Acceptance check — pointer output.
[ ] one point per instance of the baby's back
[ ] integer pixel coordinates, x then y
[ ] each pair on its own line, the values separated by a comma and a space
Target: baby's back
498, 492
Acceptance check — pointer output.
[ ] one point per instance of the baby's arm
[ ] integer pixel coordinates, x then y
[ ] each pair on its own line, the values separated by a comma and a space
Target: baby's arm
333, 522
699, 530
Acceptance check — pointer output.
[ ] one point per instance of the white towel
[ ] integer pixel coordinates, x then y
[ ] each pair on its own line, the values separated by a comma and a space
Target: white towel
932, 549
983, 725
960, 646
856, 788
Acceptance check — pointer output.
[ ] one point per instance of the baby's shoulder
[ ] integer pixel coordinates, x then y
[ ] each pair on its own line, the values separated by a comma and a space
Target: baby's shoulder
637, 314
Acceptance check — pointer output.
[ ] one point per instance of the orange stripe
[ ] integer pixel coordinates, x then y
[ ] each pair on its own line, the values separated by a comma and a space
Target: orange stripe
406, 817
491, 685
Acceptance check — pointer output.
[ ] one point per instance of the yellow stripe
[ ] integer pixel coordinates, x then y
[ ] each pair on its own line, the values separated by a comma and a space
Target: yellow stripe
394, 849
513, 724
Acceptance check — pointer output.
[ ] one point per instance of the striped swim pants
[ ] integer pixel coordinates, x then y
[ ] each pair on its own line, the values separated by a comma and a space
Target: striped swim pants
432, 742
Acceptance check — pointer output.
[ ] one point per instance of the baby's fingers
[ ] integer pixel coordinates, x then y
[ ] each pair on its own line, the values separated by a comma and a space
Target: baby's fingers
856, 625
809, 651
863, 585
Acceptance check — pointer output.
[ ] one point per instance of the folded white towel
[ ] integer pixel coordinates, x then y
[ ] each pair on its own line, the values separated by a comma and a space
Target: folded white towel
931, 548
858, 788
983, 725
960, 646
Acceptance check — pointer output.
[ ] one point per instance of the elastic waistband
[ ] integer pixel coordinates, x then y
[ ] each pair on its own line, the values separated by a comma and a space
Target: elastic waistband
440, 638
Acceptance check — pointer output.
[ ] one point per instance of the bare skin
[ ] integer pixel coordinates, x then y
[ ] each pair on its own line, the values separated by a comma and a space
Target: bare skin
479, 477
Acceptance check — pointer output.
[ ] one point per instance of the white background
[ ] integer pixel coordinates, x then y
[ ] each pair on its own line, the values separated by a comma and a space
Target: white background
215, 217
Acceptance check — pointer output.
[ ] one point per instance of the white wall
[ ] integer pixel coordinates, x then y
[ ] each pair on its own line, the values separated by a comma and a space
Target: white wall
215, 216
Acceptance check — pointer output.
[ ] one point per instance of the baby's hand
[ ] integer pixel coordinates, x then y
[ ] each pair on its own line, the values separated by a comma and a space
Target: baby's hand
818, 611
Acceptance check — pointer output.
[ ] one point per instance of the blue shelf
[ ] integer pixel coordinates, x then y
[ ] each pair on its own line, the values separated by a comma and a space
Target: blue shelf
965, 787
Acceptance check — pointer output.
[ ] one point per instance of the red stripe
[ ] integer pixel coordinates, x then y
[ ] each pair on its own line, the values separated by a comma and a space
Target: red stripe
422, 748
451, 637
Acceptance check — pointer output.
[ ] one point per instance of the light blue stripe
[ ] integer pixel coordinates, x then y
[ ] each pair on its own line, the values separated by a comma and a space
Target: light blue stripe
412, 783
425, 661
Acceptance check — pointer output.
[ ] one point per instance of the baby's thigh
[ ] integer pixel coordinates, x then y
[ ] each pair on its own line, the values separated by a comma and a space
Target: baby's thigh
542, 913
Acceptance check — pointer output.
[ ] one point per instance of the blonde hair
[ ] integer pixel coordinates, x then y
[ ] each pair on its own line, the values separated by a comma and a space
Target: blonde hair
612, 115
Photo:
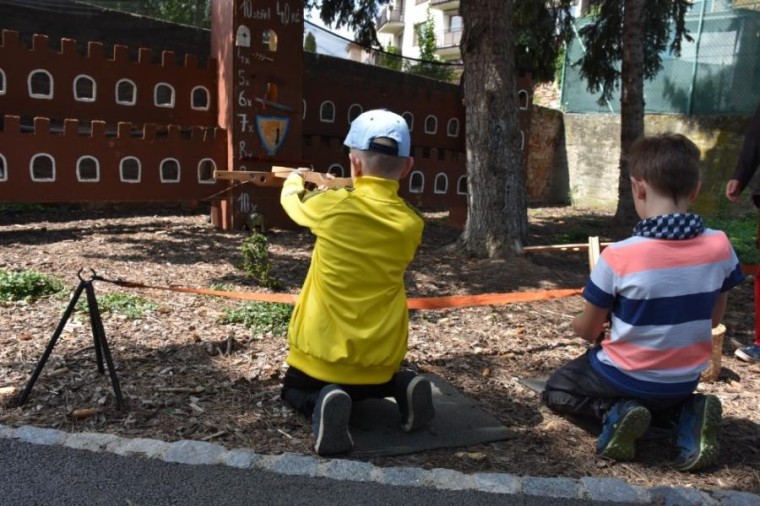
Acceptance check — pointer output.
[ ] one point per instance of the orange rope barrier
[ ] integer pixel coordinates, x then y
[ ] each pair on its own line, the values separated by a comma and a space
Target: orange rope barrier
488, 299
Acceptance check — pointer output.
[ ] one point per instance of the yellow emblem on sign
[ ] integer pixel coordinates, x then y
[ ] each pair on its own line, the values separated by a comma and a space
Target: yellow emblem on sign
272, 131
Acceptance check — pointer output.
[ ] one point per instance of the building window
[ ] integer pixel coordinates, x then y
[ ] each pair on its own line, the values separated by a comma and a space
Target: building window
523, 98
452, 129
336, 170
163, 95
327, 112
409, 118
126, 92
40, 84
42, 168
462, 185
416, 182
353, 112
169, 170
441, 183
88, 169
206, 168
200, 101
416, 35
431, 124
85, 89
129, 170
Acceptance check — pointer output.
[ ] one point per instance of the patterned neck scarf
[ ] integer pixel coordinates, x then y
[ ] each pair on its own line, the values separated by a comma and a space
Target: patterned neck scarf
671, 226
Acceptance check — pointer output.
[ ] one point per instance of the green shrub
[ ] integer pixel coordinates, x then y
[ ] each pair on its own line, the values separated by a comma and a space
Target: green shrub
741, 231
27, 285
133, 307
261, 317
256, 262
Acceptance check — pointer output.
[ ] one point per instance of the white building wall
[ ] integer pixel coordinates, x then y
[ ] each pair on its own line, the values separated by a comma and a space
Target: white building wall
414, 14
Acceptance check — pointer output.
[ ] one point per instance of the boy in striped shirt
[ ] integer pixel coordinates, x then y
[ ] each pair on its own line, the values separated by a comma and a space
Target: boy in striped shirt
661, 290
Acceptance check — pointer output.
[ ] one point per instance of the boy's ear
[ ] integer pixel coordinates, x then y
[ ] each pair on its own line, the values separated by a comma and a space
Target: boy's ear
638, 187
408, 164
694, 194
356, 165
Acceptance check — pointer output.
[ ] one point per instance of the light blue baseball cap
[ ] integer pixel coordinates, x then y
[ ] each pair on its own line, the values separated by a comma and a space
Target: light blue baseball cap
377, 123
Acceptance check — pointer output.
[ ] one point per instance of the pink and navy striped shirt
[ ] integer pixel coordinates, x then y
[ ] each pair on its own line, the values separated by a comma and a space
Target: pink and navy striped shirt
660, 293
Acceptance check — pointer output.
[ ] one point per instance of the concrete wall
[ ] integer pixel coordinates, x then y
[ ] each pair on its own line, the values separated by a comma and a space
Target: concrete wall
592, 143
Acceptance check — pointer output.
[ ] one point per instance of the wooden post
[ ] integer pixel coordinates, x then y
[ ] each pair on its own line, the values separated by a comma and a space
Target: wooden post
594, 250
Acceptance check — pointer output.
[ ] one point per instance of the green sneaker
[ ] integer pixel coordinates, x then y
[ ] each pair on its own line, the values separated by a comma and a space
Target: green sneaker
623, 424
698, 428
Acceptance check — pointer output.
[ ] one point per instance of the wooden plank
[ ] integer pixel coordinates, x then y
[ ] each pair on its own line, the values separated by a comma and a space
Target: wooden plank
318, 178
274, 178
259, 178
594, 250
548, 248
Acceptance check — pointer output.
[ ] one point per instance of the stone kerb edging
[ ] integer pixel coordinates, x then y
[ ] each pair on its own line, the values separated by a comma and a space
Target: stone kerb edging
607, 490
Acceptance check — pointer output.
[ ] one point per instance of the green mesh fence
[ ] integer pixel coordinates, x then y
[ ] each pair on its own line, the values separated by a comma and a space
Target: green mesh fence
717, 73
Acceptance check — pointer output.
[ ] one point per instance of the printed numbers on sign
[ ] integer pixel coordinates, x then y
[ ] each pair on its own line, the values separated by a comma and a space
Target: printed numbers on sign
285, 14
243, 101
245, 125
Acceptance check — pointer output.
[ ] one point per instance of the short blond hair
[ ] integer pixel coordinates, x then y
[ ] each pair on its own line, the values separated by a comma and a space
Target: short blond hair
668, 162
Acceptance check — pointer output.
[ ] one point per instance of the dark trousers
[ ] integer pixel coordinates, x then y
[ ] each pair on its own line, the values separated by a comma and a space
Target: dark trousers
577, 389
301, 390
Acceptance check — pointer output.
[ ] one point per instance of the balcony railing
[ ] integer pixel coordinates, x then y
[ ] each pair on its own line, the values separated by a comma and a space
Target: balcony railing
389, 16
448, 4
449, 38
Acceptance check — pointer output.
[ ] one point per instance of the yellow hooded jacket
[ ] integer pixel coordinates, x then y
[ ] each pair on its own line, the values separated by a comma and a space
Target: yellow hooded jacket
351, 322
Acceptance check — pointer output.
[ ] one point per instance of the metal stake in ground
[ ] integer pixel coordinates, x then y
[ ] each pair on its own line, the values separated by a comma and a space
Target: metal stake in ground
98, 333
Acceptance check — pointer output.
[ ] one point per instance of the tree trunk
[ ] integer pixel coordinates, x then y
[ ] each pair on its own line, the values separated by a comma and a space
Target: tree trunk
497, 212
631, 100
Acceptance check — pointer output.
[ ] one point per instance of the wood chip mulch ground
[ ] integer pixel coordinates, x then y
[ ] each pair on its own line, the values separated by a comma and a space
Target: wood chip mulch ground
185, 375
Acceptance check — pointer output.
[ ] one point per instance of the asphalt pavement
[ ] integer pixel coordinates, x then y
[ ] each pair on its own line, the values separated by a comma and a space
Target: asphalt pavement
40, 466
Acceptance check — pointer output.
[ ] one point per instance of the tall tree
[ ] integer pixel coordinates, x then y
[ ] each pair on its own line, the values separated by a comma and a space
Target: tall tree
624, 42
497, 213
310, 43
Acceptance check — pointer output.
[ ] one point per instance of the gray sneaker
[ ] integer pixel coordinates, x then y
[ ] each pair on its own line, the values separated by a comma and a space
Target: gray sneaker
415, 400
330, 421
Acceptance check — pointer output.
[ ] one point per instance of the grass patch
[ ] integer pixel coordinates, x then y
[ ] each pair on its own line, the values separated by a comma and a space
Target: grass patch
260, 317
27, 285
133, 307
741, 231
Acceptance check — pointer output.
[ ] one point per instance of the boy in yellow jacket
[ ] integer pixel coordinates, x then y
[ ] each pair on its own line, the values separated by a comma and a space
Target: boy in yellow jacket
348, 333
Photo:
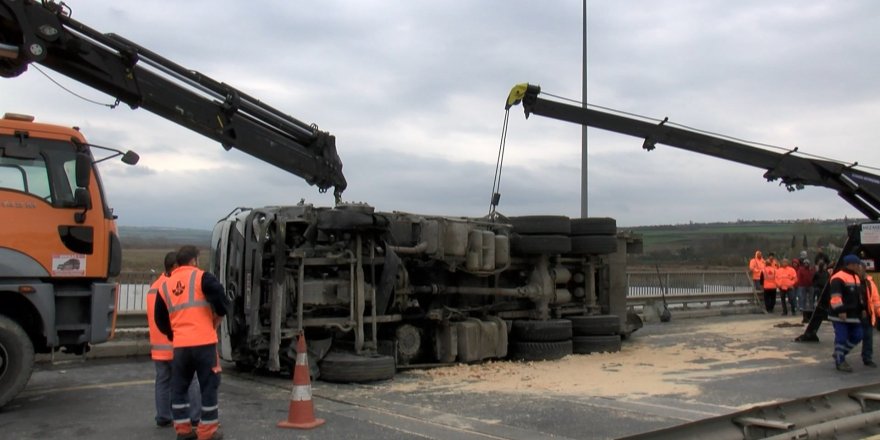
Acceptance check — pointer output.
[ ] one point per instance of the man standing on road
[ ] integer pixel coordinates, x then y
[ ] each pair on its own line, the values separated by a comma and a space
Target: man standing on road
873, 301
786, 278
848, 309
769, 283
161, 351
190, 307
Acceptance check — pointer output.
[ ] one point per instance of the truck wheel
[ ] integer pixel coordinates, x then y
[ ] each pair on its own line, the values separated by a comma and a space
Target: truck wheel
593, 226
595, 344
595, 325
16, 359
541, 224
349, 367
550, 330
539, 351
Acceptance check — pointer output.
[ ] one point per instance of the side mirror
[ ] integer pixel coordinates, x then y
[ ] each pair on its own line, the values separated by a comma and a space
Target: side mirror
83, 170
130, 158
82, 199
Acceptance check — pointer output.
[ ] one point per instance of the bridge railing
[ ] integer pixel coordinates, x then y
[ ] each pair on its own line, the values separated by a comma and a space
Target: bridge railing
681, 289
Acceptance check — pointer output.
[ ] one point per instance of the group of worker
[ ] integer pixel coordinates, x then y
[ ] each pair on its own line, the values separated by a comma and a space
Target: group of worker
797, 282
184, 308
853, 300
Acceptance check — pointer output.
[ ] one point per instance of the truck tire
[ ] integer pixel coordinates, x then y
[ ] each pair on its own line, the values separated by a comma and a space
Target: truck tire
595, 325
551, 330
540, 244
539, 351
595, 344
594, 244
16, 359
349, 367
541, 224
593, 226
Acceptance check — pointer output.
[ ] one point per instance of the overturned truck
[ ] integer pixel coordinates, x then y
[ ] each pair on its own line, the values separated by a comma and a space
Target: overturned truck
376, 291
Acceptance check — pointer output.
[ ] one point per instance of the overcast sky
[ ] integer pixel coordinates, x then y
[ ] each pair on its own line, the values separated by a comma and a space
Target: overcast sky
414, 93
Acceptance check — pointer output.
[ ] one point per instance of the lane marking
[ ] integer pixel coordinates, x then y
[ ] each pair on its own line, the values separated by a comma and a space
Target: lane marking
40, 391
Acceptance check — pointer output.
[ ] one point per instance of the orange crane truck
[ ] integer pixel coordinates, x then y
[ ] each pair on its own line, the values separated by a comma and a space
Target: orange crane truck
58, 249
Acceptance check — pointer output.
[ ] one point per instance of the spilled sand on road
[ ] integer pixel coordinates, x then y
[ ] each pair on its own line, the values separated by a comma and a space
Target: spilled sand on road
646, 365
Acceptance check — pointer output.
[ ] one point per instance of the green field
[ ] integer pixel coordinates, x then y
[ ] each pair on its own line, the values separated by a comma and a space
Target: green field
732, 244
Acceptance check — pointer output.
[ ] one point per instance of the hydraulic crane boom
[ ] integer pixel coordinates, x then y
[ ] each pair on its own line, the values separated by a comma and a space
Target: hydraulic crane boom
44, 33
859, 188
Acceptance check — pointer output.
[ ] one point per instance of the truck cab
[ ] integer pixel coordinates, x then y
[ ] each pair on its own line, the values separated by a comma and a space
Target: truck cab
58, 250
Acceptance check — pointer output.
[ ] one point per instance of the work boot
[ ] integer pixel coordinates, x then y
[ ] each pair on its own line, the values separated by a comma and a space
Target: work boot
807, 337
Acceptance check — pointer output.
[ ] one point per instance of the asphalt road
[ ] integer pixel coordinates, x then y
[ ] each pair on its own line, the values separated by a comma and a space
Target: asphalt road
112, 398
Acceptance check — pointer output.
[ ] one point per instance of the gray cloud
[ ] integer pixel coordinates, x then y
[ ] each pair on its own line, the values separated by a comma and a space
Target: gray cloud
414, 94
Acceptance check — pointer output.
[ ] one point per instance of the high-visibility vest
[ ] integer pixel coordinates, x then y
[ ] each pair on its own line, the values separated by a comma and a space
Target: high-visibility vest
786, 277
756, 265
873, 300
160, 346
849, 296
769, 276
192, 319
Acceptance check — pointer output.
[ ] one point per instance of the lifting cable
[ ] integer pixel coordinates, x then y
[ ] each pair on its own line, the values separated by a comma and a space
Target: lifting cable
91, 101
499, 162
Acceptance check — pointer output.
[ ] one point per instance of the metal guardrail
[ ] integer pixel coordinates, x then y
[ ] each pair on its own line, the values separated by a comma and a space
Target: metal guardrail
646, 289
684, 289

# Work task
Could you please retype the lines from the start of the data through the line with "[ ] one point per instance of the elastic", both included, and nothing else?

# Task response
Acceptance check — pointer output.
[ ] one point per instance of the baby's back
[ ] integer pixel coordinates, x then y
[ ] each pair on its own line, the values separated by a comma and a space
Target: baby's back
498, 492
Acceptance check — pointer output.
[ ] one point per instance of the baby's arm
[ ] integer pixel coordinates, x then y
[ ] each pair on its own line, the values separated by a comma and a space
Target: baby's arm
333, 522
699, 530
Acceptance check — pointer output.
[ ] one point per instance of the white towel
[ ] integer pixel coordinates, x then y
[ ] each pair on its own line, the values separated by a comma and a space
Target: white towel
932, 549
983, 725
960, 646
856, 788
Acceptance check — pointer output.
[ ] one point per instance of the baby's shoulder
[ ] integer pixel coordinates, x then y
[ ] each pair on its own line, the values separated by a comma and a space
Target: baby's shoulder
637, 314
Acceptance check — pointer output.
[ ] one point per instance of the orange stripe
[ ] integer pixel coordinates, x then y
[ ] each pair on its own line, the values separated by a comma and a space
Target: orange stripe
406, 817
491, 685
Acceptance check — pointer output.
[ ] one point per instance of the yellow stripe
[ ] integer pixel coordinates, x then y
[ ] each pair on its own line, the values separated by a comma and a space
Target: yellow stripe
394, 849
513, 724
Acceptance check — pointer output.
[ ] one point per instance of the striped swim pants
[ ] integer pixel coordinates, x then y
[ ] each pair on its own line, the values separated by a comma and a space
Target: striped swim pants
432, 742
Acceptance check — pointer output.
[ ] one point per instance of the baby's fingers
[ ] integer pixel coordinates, x then y
[ ] each pair on its own line, the values separated by a comma and a space
Target: baby's fingers
856, 625
809, 651
863, 585
Acceptance check — pointer output.
[ ] one point per instance of the folded white towel
[ ] integer pixel coordinates, x then y
[ ] each pair on its own line, the values separated by a comma and a space
Target: folded white towel
931, 548
858, 788
983, 725
960, 646
Acceptance check — pointer output.
[ ] one point per instance of the elastic waistband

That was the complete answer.